=== Section Start ===
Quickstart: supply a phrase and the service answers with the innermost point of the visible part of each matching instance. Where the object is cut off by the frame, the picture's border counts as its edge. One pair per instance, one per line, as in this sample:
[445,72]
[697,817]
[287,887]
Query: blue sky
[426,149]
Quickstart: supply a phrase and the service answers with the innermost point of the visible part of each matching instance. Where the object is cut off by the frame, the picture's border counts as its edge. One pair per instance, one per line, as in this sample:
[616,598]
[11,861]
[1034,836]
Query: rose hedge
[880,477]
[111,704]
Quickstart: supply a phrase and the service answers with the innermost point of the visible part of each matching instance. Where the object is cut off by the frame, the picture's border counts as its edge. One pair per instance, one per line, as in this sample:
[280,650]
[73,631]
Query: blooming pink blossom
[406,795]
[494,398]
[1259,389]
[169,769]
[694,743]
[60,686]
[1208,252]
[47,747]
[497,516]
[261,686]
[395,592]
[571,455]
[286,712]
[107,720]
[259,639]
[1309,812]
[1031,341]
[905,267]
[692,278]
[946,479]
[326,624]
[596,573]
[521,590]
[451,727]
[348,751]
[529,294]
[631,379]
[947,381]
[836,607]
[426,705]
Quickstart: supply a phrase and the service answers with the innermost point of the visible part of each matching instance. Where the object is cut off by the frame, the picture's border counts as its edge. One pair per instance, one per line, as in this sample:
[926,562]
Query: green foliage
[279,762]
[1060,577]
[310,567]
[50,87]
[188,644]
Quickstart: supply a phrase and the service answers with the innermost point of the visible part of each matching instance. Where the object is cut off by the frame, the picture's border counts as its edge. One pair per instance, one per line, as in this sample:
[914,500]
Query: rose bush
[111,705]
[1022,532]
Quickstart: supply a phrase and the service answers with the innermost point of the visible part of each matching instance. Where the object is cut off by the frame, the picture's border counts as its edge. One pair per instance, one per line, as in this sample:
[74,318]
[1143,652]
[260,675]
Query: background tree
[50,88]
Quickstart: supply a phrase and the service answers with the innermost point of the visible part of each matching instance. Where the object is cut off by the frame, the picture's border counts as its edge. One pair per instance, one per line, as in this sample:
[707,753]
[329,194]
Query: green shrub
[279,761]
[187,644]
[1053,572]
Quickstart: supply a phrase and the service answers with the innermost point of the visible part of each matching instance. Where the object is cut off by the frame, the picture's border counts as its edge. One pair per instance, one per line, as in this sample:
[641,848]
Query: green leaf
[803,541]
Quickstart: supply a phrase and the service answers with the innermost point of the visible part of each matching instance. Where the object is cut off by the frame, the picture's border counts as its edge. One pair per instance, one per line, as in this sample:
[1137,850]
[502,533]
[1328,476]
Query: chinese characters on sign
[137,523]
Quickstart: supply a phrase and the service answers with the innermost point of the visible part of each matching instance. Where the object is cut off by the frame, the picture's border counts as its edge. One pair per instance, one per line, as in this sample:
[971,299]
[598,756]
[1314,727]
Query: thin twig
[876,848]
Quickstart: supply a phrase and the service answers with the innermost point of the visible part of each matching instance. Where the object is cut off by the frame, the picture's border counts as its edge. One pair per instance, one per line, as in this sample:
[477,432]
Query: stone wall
=== Section End ===
### Task item
The records above need copying. Do it exactly.

### Output for this task
Quickstart: supply a phrase and the service answers with the innermost point of the visible part of each matching instance. Where the object is cut off by the frame, the picture's border counts as its edge. One pair per instance, one per line, as in this sample:
[445,72]
[697,817]
[287,887]
Query: blue sky
[426,149]
Quickstart: supply a phrase and the service answers with the innermost point of the visible part of each matching instance. Where the object is cut off by the frame, the picture's border counts as its edge. One pair per instance, one per line, as in this sample:
[616,598]
[11,861]
[1034,836]
Query: rose hedge
[880,477]
[111,704]
Quickstart: supply a phrase and the service answers with the innermost point of the visible part of each matching instance. Where the object is cut off by the frame, the picture's border counts as its edge. One pair per instance, one per line, as in this sample:
[280,650]
[73,631]
Query: blooming pink blossom
[406,795]
[494,398]
[1259,389]
[169,769]
[694,743]
[60,686]
[1208,252]
[47,747]
[497,516]
[261,686]
[395,592]
[571,455]
[286,712]
[107,720]
[259,639]
[1309,812]
[1031,341]
[905,267]
[692,278]
[946,479]
[326,624]
[596,573]
[521,590]
[451,727]
[348,751]
[529,294]
[631,379]
[947,381]
[836,607]
[426,705]
Quickstart: supply a phrase and the service answers with the innermost point of the visible part of each matching instance. Where the object is cut off by the frame, the picture's border counts as its edge. One pair per instance, one per line, as in this sample:
[926,562]
Query: green foliage
[279,762]
[1060,577]
[310,567]
[50,87]
[188,644]
Quickstart: supply a phrase and the service answers with the innermost point of the visible part of each matching instance. Where the object is cut off by the frame, the picture's border counts as its edge. One pair per instance, one per line, as in this sample:
[914,500]
Query: rose bush
[111,705]
[1022,532]
Quickstart: supply a phrase and the service answers with the innermost point of the visible part of each matching instance. Where the object is cut off by the frame, the picture's border counts as its edge. One pair per instance, one per line, as in this sample:
[74,318]
[1143,652]
[260,675]
Query: background tree
[50,88]
Quickstart: supply a phrase and the service answers with the innermost point of the visible part of each matching instance. Where the object is cut off by the frame, the picture's border counts as its edge. One pair per instance, one per line, as in this sample:
[707,753]
[329,194]
Query: green shrub
[279,761]
[187,644]
[1053,572]
Quickstart: supply a phrase and the service answers with the innermost point of the visible part of each matching instance. Where the object is cut off by the frame, the picture's border counts as its edge. One pair per instance, one per line, as in this sample:
[641,848]
Query: green leaf
[803,541]
Quickstart: supply a phrase and the service answers with the innermost point of the visible part of each matching instance. Where the object is cut off by the frame, the picture's border counts as its edge. One pair per instance, one per line, as in this sample:
[1137,850]
[502,533]
[1328,476]
Query: chinese characters on sign
[137,523]
Quickstart: supply a phrase and the service answers with the innermost point of the visible part of each matching instance. Where the object is cut off by the frame, the picture's border counts as its edge. One pair per instance, one per line, as in this sample:
[971,299]
[598,756]
[1314,727]
Query: thin twig
[876,848]
Quickstart: supply a phrase and the service answers with the innermost point of the visible part of each matching instance. Where the object is cut off by the frame, the picture's border counts as its edge. One pair per instance, one per line, as in this sample:
[477,432]
Query: stone wall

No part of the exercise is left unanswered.